WHAT THE TASK REQUIRES>
Write out every line of the listing below without changing anything.

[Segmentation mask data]
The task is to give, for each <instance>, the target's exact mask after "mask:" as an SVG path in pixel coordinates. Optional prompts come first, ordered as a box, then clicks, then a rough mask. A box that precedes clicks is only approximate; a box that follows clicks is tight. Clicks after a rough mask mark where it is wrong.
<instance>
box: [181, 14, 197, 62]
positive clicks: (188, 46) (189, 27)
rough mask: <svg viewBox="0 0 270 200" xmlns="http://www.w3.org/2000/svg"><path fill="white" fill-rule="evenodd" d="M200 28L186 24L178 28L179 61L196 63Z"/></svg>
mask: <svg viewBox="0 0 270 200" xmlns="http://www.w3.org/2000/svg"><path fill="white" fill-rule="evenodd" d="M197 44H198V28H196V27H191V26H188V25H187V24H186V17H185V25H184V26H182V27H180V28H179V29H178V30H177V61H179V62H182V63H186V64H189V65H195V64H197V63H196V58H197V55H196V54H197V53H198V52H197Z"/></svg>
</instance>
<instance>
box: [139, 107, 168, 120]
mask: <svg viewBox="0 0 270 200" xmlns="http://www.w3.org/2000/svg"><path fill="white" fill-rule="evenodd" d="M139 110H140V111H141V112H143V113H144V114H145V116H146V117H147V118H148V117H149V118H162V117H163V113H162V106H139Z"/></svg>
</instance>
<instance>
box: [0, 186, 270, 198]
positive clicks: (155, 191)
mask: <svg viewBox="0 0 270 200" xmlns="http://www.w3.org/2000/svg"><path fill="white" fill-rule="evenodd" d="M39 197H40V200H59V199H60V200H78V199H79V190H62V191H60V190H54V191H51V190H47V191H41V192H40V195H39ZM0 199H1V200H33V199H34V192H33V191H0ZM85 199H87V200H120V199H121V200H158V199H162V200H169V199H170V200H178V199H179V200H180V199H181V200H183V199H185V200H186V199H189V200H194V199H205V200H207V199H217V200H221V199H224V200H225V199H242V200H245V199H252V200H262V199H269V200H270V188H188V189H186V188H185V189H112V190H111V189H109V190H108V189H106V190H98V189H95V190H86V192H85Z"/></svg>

EXERCISE ANSWER>
The task is to give, for each <instance>, the target's exact mask after "mask:" as an SVG path in pixel coordinates. Optional prompts come first, ordered as a box, then clicks, then a rough mask. A box that precedes clicks is only approximate; a box that follows clicks is tight. Clicks after a rough mask mark where it is wrong.
<instance>
box: [181, 14, 197, 62]
positive clicks: (188, 46) (189, 27)
rough mask: <svg viewBox="0 0 270 200" xmlns="http://www.w3.org/2000/svg"><path fill="white" fill-rule="evenodd" d="M200 28L186 24L178 28L179 61L196 63Z"/></svg>
mask: <svg viewBox="0 0 270 200" xmlns="http://www.w3.org/2000/svg"><path fill="white" fill-rule="evenodd" d="M197 44H198V28H196V27H191V26H188V25H187V24H186V17H185V25H184V26H182V27H180V28H179V29H178V30H177V61H179V62H182V63H186V64H189V65H195V64H197V63H196V58H197V55H196V54H197V53H198V52H197Z"/></svg>
</instance>
<instance>
box: [139, 107, 168, 120]
mask: <svg viewBox="0 0 270 200" xmlns="http://www.w3.org/2000/svg"><path fill="white" fill-rule="evenodd" d="M139 110H140V111H141V112H143V113H144V114H145V116H146V117H147V118H148V117H149V118H162V117H163V113H162V106H139Z"/></svg>
</instance>
<instance>
box: [0, 186, 270, 198]
positive clicks: (155, 191)
mask: <svg viewBox="0 0 270 200" xmlns="http://www.w3.org/2000/svg"><path fill="white" fill-rule="evenodd" d="M39 197H40V200H59V199H60V200H78V199H79V190H62V191H60V190H54V191H51V190H47V191H41V192H40V195H39ZM0 199H1V200H33V199H34V192H33V191H0ZM85 199H87V200H120V199H121V200H158V199H162V200H169V199H170V200H178V199H179V200H180V199H181V200H183V199H185V200H186V199H189V200H194V199H205V200H207V199H217V200H221V199H224V200H225V199H242V200H245V199H252V200H262V199H269V200H270V188H188V189H186V188H185V189H112V190H111V189H109V190H108V189H106V190H98V189H95V190H86V192H85Z"/></svg>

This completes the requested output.